## [Pointing and labeling entries]
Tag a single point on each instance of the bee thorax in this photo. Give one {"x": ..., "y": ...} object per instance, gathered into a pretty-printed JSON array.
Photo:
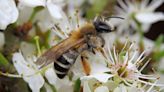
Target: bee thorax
[{"x": 65, "y": 62}]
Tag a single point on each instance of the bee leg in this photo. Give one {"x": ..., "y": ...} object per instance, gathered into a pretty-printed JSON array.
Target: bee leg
[{"x": 85, "y": 64}]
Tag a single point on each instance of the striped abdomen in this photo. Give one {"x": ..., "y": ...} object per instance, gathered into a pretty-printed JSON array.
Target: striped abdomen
[{"x": 64, "y": 63}]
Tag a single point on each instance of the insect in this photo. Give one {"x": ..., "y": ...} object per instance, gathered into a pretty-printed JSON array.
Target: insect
[{"x": 64, "y": 54}]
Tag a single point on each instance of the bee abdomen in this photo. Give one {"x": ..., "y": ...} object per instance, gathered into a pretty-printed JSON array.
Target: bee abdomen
[{"x": 64, "y": 63}]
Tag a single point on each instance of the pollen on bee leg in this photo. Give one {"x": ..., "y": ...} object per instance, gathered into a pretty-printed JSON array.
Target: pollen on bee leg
[{"x": 86, "y": 66}]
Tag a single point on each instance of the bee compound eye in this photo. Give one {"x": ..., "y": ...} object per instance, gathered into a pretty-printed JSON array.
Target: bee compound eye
[{"x": 102, "y": 27}]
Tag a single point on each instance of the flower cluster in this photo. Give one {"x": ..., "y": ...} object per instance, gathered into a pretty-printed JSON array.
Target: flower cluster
[{"x": 28, "y": 28}]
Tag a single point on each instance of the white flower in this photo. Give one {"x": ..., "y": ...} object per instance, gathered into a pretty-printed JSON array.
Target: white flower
[
  {"x": 54, "y": 6},
  {"x": 2, "y": 40},
  {"x": 101, "y": 89},
  {"x": 26, "y": 69},
  {"x": 96, "y": 69},
  {"x": 137, "y": 14},
  {"x": 8, "y": 13},
  {"x": 127, "y": 68}
]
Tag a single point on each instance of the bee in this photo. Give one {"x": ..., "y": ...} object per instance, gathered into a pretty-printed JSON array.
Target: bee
[{"x": 64, "y": 54}]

## [Requirements]
Return the material word for word, starting with the line that contains "Tag a single point on each instance of the bee abdomen" and going on through the end of the material, with both ends included.

## [Correct response]
Tag a single point on each instance of the bee abdomen in this photo. Give one {"x": ..., "y": ...} object per instance, gathered into a pretty-printed JSON array.
Target: bee abdomen
[{"x": 64, "y": 63}]
Tag a single point on each instance of the pollen on bee leg in this photo. Give one {"x": ..., "y": ...} object per instance, gathered into a pretty-printed JSON array.
Target: pollen on bee leg
[{"x": 86, "y": 66}]
Tag a single point on each instance of the bee compound eye in this photo. Give one {"x": ..., "y": ...} object per instance, gathered into a pretty-printed JSON array.
Target: bee compound eye
[{"x": 102, "y": 27}]
Tag a single point on each instance of the flower cluster in this photo. Give one {"x": ..., "y": ...} object per instance, gathered into a pretty-printed JSON array.
Target: flower cluster
[{"x": 28, "y": 28}]
Tag a single point on each instance of the white flower in this photo. Give one {"x": ..., "y": ...} object per instance, gathered into a pretty-printed JSON array.
Target: white flower
[
  {"x": 54, "y": 6},
  {"x": 2, "y": 40},
  {"x": 101, "y": 89},
  {"x": 26, "y": 69},
  {"x": 96, "y": 69},
  {"x": 137, "y": 14},
  {"x": 8, "y": 13},
  {"x": 127, "y": 68}
]
Tag a single point on each instance of the bee in this photo. Give one {"x": ..., "y": ...} object per instance, gathered into a pretty-printed JSON array.
Target: bee
[{"x": 64, "y": 54}]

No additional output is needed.